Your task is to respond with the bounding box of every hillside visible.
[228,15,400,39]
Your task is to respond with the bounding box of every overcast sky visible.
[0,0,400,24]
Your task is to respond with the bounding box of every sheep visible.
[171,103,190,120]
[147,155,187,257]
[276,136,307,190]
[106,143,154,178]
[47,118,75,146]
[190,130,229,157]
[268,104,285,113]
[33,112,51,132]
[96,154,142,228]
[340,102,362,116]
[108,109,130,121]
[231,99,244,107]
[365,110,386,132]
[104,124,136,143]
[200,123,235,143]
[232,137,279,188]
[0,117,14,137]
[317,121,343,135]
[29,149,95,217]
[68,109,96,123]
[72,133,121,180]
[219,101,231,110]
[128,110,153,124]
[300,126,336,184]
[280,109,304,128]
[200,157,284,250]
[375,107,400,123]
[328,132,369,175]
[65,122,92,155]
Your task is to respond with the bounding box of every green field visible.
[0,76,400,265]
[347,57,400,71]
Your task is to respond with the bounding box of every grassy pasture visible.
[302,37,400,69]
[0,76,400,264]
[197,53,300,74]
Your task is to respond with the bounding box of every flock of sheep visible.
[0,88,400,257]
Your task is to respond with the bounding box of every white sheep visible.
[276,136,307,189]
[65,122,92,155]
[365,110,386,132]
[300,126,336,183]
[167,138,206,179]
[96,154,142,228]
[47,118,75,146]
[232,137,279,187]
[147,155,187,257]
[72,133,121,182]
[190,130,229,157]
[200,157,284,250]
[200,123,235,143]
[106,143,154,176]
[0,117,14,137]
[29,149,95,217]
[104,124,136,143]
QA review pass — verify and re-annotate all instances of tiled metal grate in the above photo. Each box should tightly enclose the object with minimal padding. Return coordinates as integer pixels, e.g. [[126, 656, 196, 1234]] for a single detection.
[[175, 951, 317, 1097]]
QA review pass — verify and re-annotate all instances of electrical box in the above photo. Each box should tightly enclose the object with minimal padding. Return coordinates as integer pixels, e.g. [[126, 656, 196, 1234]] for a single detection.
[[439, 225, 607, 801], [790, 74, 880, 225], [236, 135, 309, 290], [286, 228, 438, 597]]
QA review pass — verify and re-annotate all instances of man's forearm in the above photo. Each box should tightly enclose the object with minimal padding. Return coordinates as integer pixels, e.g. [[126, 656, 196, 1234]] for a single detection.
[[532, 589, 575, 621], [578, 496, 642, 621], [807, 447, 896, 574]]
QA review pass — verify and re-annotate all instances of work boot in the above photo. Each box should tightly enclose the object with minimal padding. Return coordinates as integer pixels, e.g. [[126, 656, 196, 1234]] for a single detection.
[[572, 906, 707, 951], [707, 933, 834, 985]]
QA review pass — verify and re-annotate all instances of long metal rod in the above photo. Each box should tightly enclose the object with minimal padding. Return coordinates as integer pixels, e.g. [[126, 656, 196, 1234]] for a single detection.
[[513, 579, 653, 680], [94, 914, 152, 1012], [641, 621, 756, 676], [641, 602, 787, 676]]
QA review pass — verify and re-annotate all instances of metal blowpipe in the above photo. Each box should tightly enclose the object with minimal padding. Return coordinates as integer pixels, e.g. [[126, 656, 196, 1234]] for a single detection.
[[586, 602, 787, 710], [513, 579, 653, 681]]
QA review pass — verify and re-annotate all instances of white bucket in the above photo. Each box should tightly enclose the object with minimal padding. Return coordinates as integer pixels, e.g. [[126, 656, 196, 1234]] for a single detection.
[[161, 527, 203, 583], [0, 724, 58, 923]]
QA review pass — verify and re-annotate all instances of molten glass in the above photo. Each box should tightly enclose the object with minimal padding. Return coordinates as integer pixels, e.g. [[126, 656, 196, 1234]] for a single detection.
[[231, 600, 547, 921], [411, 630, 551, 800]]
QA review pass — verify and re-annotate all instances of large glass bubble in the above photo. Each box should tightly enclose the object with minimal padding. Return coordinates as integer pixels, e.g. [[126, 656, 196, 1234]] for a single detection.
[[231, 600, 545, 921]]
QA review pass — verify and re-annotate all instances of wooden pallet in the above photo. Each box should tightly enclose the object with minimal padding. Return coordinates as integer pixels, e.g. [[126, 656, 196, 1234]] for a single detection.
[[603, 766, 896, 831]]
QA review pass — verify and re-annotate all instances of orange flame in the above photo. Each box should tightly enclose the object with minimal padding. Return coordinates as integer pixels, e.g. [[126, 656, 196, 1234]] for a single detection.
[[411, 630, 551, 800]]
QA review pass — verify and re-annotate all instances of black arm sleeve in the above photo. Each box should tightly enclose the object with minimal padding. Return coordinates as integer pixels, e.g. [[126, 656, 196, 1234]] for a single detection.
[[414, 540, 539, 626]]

==================================================

→ Required task:
Please give every line of the records above as a numbered list, skipping any blank lines.

→ Correct output:
1. Your task is to respond with the bounding box of every hillside visible.
2. [228,15,400,39]
3. Your task is to respond with the bounding box of every overcast sky visible.
4. [0,0,400,24]
5. Your task is to respond with the bounding box of every sheep visible.
6. [171,103,190,120]
7. [147,155,187,257]
8. [276,136,307,190]
9. [106,143,154,178]
10. [47,118,75,146]
11. [190,130,229,157]
12. [268,104,285,113]
13. [33,112,51,132]
14. [96,154,142,228]
15. [340,102,362,116]
16. [108,109,130,121]
17. [231,99,244,107]
18. [365,110,386,132]
19. [104,124,136,143]
20. [200,123,235,143]
21. [232,137,279,188]
22. [0,117,14,137]
23. [317,121,343,135]
24. [29,149,95,217]
25. [68,109,96,123]
26. [72,133,121,180]
27. [219,101,231,110]
28. [128,110,153,124]
29. [300,126,336,184]
30. [280,109,304,128]
31. [200,157,284,250]
32. [375,107,400,123]
33. [328,132,369,175]
34. [65,122,92,155]
35. Your task is to respond with the bounding box of every green field visible.
36. [0,76,400,265]
37. [347,57,400,71]
38. Your task is to respond with the bounding box of every grassy pasture visible.
39. [302,37,400,69]
40. [0,76,400,264]
41. [197,53,300,74]
42. Your task is to respond with the bounding box of every flock of sheep visible.
43. [0,88,400,257]
44. Your task is to respond with the bounding box of every white sheep visible.
45. [276,136,307,189]
46. [65,122,92,155]
47. [365,110,386,132]
48. [300,126,336,183]
49. [167,138,206,179]
50. [96,154,142,228]
51. [47,118,75,146]
52. [232,137,279,187]
53. [147,155,187,257]
54. [72,133,121,182]
55. [190,130,229,157]
56. [200,157,284,250]
57. [200,123,235,143]
58. [106,143,154,176]
59. [0,117,14,137]
60. [29,149,95,217]
61. [104,124,136,143]
62. QA review pass — verify and re-annotate all instances of tiled metal grate in the above photo. Each box should tightly enclose the object with minimal padding. Return coordinates as integer pixels, e.g. [[126, 656, 196, 1234]] for a single detection.
63. [[175, 951, 317, 1097]]
64. QA review pass — verify and re-annotate all instances of electrical box in the above photo. Each box should tightly enclose the object with minimal padding. Return coordinates as integer pixels, e.g. [[126, 656, 196, 1234]] for a single detection.
65. [[439, 225, 607, 801], [790, 74, 880, 225], [236, 135, 309, 290], [286, 228, 438, 597]]
66. QA review pass — verify and re-annotate all instances of man's forearm in the above photo. Each box should tightly enclose the object with minimal padding. Return coordinates as integer pixels, e.g. [[126, 656, 196, 1234]] for a single detection.
67. [[532, 589, 575, 621], [578, 496, 642, 621], [807, 447, 896, 574]]
68. QA review pass — verify and re-annotate all instances of work boot in the above photo. Each box should tightly enclose the object with minimal padding. Return coordinates as integer pixels, e.g. [[126, 656, 196, 1234]] for a single detection.
69. [[572, 906, 707, 951], [707, 933, 834, 985]]
70. QA review pass — verify and re-annotate all instances of long metal rod in the above photo. Each box should tightly enclose the object with minimal padding. Return coordinates as integer pixels, e.g. [[126, 656, 196, 1234]] for a single detection.
71. [[513, 579, 653, 680], [94, 914, 152, 1012], [641, 621, 756, 676], [641, 602, 787, 676]]
72. QA review pass — verify and re-annotate all instances of metal blowpipe in the above photo. Each box should tightly enclose the object with minimal padding. Return coordinates as integer pixels, e.g. [[126, 656, 196, 1234]] for a single detection.
73. [[586, 602, 787, 710], [513, 579, 653, 681]]
74. QA review pass — verify and re-annotate all instances of white bucket in the above photo. Each box should tightly enclose the object with minimal padding. Return coordinates as integer pixels, e.g. [[126, 656, 196, 1234]] for a single detection.
75. [[161, 527, 203, 583], [0, 724, 58, 923]]
76. QA review pass — verify and re-annotate all instances of molten glass in the above photo. Each box should tightly enclose the object with minimal padding. Return coordinates as integer pixels, e.g. [[126, 656, 196, 1234]] for a single detection.
77. [[231, 600, 547, 921], [411, 630, 551, 800]]
78. QA review pass — verify and re-annotate all instances of large glass bubble in the above photo. Each box should tightly enclose the object with minimal padding. Return coordinates as integer pixels, e.g. [[126, 656, 196, 1234]] for a single detection.
79. [[231, 600, 545, 921]]
80. QA review pass — verify and re-annotate all instances of wooden pallet in the above photo. Each box should tightly enclose the object with minimal padding. Return coordinates as integer pixels, e.g. [[126, 656, 196, 1234]] for a single detection.
81. [[603, 766, 896, 831]]
82. QA review pass — verify and re-annotate all instances of orange flame in the above photo. Each box should tightly enclose the object with minimal padding. Return coordinates as integer pixels, e.g. [[126, 656, 196, 1234]] for a single detection.
83. [[411, 630, 551, 800]]
84. QA review pass — verify and re-annotate all instances of black arm sleeve in the above photo. Each box should tightly enclose the object with minimal padding. Return coordinates as integer pixels, e.g. [[126, 656, 196, 1234]] for a single detection.
85. [[414, 540, 539, 626]]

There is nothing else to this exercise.